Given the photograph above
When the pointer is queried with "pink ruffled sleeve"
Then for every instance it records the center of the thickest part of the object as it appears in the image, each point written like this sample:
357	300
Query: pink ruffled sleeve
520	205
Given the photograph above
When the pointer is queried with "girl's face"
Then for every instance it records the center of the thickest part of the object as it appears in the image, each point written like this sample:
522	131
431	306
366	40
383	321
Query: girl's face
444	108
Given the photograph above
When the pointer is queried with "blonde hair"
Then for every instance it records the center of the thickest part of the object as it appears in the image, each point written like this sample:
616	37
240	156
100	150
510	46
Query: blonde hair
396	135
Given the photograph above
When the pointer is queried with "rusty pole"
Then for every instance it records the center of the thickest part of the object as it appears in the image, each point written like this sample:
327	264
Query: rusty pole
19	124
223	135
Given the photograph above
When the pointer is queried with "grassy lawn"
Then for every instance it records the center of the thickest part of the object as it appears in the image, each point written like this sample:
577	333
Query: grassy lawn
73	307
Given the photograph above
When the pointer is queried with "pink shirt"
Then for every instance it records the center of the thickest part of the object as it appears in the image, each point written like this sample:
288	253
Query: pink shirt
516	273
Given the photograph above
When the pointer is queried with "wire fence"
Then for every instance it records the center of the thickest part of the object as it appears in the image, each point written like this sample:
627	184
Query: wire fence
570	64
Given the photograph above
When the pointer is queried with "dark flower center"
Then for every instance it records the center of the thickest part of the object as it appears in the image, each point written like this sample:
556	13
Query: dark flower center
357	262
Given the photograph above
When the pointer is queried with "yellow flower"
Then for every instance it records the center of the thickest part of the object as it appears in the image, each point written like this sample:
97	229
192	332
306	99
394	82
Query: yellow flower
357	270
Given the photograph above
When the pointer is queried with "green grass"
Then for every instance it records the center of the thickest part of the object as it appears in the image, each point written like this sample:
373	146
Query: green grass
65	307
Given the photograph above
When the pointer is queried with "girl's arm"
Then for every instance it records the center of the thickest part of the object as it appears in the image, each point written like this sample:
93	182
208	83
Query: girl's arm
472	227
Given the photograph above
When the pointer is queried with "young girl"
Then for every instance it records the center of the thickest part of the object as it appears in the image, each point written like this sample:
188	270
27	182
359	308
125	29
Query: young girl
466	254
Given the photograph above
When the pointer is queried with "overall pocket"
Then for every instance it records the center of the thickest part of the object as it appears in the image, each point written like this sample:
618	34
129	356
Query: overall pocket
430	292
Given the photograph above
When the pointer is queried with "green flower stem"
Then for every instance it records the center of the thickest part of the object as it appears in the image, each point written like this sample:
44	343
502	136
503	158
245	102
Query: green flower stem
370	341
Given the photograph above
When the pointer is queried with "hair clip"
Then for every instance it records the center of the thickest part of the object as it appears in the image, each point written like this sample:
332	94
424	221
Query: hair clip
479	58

• [Set problem]:
Please return each line from the records above that contains the word "fence".

• [Solution to the exercise]:
When the pointer is queried with "wire fence"
Query: wire fence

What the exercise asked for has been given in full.